== SELECTED TEXT ==
** start **

The Auditorium meeting closed with a chorus of 300 high school girls singing Civil War songs. Then the audience stood and cheered while the veterans of the Grand Army of the Republic marched out of the building.

The day went on, with dozens of events. The First Church of Englewood presented music and lectures. Negro Chicagoans met at the Seventh Regiment Armory to hear readings of Lincoln's speeches. At the Hull House, Jane Addams gave a stereopticon (a slide projector that combines two images to create a three-dimensional effect) lecture on Lincoln’s life. In Crystal Lake, Illinois, a mass meeting was addressed by Major Henry Rathbone (1837-1911), who was Lincoln’s theater guest the night John Wilkes Booth shot Lincoln in the head.

Everyone wanted to get into the act. Lincoln celebrations were staged by the Hungarian Societies of Chicago, the Chicago Women’s Press Club, the Chicago Hebrew Institute, the Catholic Order of Foresters, the Chicago Veteran Druggists Association, the National Good Roads Congress, and so on.

The largest gathering came at the end of the day. Over 10,000 people jammed into the Dexter Park Pavilion, next door to the Union Stock Yards. They listened to speeches, they sang, they shouted—“they gave vent to their patriotism,” the Chicago Tribune wrote.

The Lincoln Centennial closed, and Chicago returned to normal. Four years and one month later, the Auditorium headliner, Woodrow Wilson, was inaugurated as President of the United States.

** end **

== ENTRIES ==
** start **

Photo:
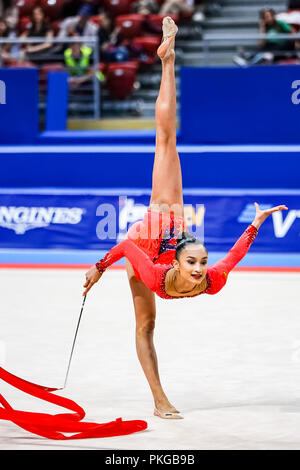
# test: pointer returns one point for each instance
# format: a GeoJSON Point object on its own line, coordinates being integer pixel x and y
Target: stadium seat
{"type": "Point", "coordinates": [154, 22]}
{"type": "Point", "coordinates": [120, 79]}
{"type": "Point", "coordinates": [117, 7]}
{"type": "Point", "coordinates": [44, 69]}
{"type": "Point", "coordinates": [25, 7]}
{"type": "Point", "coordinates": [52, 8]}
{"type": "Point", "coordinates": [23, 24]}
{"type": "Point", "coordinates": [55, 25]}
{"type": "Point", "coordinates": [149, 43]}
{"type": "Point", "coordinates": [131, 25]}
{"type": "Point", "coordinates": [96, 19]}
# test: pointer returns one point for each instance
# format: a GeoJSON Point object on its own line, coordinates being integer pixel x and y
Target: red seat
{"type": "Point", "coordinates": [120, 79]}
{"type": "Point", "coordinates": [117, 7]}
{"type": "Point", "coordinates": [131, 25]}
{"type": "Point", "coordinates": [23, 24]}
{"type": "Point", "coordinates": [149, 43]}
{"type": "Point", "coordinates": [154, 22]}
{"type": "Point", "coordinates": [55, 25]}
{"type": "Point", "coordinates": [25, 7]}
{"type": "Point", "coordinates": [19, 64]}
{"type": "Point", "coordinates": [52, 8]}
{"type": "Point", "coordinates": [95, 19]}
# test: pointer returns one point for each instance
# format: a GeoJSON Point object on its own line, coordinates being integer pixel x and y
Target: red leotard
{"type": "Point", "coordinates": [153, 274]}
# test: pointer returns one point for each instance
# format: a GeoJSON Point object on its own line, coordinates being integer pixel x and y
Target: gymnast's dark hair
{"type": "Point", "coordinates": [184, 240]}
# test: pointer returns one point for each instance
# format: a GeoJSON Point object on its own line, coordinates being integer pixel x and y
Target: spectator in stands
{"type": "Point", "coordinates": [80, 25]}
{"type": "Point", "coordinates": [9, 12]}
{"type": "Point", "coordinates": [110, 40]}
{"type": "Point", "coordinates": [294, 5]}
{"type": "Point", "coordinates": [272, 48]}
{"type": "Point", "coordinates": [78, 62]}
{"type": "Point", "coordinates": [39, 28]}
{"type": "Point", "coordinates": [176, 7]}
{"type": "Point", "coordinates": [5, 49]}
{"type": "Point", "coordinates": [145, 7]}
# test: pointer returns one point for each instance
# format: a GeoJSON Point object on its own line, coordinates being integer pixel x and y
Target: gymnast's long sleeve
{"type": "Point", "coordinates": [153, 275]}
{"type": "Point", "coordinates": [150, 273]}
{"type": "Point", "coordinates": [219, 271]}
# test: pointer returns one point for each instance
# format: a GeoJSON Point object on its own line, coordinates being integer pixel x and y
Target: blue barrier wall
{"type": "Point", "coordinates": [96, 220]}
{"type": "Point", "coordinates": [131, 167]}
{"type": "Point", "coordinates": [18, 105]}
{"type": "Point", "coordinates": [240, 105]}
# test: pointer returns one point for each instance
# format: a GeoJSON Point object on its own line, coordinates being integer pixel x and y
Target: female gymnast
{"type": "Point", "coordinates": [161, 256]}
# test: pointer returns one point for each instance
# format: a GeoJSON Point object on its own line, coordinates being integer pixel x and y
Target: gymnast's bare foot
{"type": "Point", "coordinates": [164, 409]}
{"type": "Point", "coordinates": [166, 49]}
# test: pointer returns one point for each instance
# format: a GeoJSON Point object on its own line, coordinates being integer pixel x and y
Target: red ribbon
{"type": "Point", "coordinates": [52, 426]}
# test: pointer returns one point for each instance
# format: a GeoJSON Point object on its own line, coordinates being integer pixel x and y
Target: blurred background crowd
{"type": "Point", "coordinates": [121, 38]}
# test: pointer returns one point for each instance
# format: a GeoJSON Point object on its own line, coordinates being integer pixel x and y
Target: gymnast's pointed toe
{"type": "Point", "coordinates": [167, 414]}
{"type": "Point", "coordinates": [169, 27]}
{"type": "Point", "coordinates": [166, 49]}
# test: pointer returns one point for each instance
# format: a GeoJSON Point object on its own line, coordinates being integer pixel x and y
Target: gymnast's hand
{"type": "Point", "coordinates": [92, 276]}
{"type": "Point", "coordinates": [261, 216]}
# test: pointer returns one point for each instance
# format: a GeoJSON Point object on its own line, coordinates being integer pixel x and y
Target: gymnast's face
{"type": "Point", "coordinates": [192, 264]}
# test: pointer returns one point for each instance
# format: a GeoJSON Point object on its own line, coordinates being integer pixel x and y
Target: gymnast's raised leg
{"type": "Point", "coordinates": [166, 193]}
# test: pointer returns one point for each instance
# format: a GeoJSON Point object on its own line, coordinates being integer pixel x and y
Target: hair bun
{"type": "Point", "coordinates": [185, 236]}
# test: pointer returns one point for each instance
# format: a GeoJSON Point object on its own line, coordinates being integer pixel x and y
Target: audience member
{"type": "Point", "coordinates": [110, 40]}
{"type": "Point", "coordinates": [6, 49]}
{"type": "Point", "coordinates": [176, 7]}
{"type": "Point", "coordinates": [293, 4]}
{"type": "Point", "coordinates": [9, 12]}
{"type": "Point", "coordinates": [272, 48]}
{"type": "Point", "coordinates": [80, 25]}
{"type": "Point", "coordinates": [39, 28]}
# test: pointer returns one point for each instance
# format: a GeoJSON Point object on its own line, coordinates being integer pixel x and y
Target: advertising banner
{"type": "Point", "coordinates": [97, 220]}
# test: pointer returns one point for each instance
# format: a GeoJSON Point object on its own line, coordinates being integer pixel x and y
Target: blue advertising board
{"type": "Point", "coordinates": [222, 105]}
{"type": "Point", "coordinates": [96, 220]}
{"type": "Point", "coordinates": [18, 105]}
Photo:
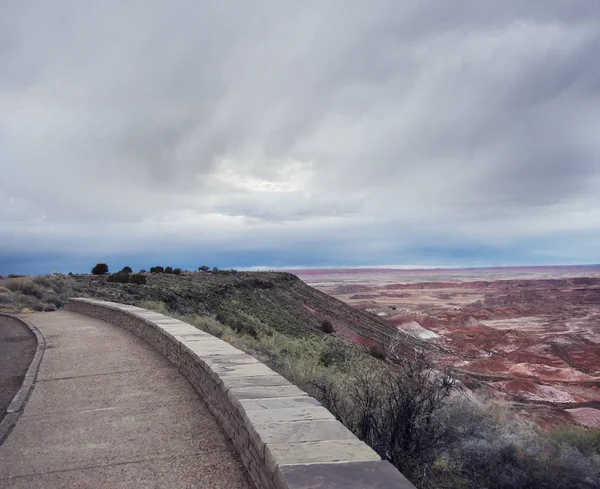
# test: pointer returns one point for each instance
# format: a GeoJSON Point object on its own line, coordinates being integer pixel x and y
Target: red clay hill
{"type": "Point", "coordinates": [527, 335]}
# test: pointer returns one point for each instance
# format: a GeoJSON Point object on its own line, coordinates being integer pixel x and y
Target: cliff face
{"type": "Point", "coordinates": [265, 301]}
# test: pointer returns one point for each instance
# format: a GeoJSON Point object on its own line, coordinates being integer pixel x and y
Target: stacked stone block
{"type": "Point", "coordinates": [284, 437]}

** end **

== LIST OF TASKS ==
- 1) Summarize the Lincoln Centennial text in two sentences.
- 2) Reproduce the Lincoln Centennial text from "The Auditorium meeting" up to and including "in the head.".

== EXERCISE SOLUTIONS ==
- 1) The Lincoln Centennial day brought dozens of events, including an Auditorium meeting that closed with 300 high school girls singing Civil War songs, lectures and readings on Lincoln, and celebrations staged by many organizations. The largest gathering came at the end of the day, when over 10,000 people jammed into the Dexter Park Pavilion, and afterward Chicago returned to normal.

- 2)
The Auditorium meeting closed with a chorus of 300 high school girls singing Civil War songs. Then the audience stood and cheered while the veterans of the Grand Army of the Republic marched out of the building.

The day went on, with dozens of events. The First Church of Englewood presented music and lectures. Negro Chicagoans met at the Seventh Regiment Armory to hear readings of Lincoln's speeches. At the Hull House, Jane Addams gave a stereopticon (a slide projector that combines two images to create a three-dimensional effect) lecture on Lincoln’s life. In Crystal Lake, Illinois, a mass meeting was addressed by Major Henry Rathbone (1837-1911), who was Lincoln’s theater guest the night John Wilkes Booth shot Lincoln in the head.